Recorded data
┌──

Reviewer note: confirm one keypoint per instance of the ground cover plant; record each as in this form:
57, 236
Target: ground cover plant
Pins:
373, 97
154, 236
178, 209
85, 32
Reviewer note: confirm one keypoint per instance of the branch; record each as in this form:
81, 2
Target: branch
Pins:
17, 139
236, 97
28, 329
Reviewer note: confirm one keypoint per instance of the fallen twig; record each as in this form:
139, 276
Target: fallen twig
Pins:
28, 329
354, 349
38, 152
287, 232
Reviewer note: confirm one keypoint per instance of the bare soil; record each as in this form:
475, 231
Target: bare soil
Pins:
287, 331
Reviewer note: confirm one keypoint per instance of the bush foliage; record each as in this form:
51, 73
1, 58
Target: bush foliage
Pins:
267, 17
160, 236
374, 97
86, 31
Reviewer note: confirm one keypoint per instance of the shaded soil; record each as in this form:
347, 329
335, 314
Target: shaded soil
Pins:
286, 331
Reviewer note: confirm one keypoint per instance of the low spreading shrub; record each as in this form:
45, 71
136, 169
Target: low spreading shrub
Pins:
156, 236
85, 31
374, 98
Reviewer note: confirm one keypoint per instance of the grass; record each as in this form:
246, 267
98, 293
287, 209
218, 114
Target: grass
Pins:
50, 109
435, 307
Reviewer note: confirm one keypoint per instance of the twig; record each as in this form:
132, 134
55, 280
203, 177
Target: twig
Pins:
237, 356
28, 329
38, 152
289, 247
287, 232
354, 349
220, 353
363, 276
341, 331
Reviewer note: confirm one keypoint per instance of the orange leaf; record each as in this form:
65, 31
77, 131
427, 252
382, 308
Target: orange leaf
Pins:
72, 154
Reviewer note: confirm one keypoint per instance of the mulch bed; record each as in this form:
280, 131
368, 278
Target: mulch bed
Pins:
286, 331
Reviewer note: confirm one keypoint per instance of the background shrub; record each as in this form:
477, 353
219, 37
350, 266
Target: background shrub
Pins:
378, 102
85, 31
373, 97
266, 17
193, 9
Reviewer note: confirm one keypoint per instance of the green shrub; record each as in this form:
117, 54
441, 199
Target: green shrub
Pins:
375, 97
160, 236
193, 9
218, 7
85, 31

└──

| Try it |
Transcribe the lines above precisely, keeping each one unchanged.

| Solved problem |
Reviewer note: confirm one keypoint per instance of the ground cover plant; record each as in this form:
57, 236
Target: ground cover plant
Pins:
373, 97
154, 236
178, 209
85, 32
Reviewer note: confirm one keypoint per instance of the branch; record each as in this form:
81, 2
Target: branch
Pins:
17, 139
236, 97
28, 329
Reviewer note: confirm one keypoint per instance of the fallen twig; record each as in this form:
139, 276
Target: fallen twig
Pins:
28, 329
354, 349
38, 152
287, 232
Reviewer note: confirm one keypoint per instance of the bare soil; record each as in this form:
475, 231
Target: bare soil
Pins:
287, 331
Reviewer note: confirm one keypoint per instance of the bush foliage; record each as in this form:
51, 73
1, 58
Target: bush foliage
Pins:
267, 17
160, 236
374, 97
86, 31
Reviewer note: confirm one keypoint per instance of the shaded soil; record each as in this form:
347, 329
335, 314
Target: shaded soil
Pins:
286, 331
Reviewer note: confirm one keypoint per instance of the low spreading shrub; record each as in this form:
45, 71
136, 169
Target: low spreading shrub
Pins:
156, 236
85, 31
374, 98
Reviewer note: confirm one keypoint per instance of the grass; record each as in this form:
246, 267
98, 293
287, 209
218, 114
Target: grass
Pins:
50, 109
435, 307
Reviewer note: confirm one keypoint per instance of the twig; record each as in this form:
132, 134
55, 280
203, 177
Target: twig
Pins:
237, 356
28, 329
38, 152
289, 247
287, 232
354, 349
220, 353
363, 276
341, 331
Reviewer note: confirm one keypoint per instance of the orange leaf; record each as in this form:
65, 31
77, 131
427, 252
382, 308
Target: orange leaf
Pins:
72, 154
Reviewer note: confirm one keypoint per instance of the mulch bed; record each as in this form:
280, 131
368, 278
Target: mulch bed
Pins:
286, 331
Reviewer note: confirm one keypoint per instance of the background shrub; record each as in this form:
477, 353
219, 37
350, 266
Target: background shrub
Pins:
378, 102
85, 31
373, 97
266, 17
193, 9
Reviewer note: confirm one keypoint per instance of the green shrub; record each as in this form:
117, 54
441, 199
Target: green shrub
Pins:
375, 97
160, 236
193, 9
218, 7
85, 31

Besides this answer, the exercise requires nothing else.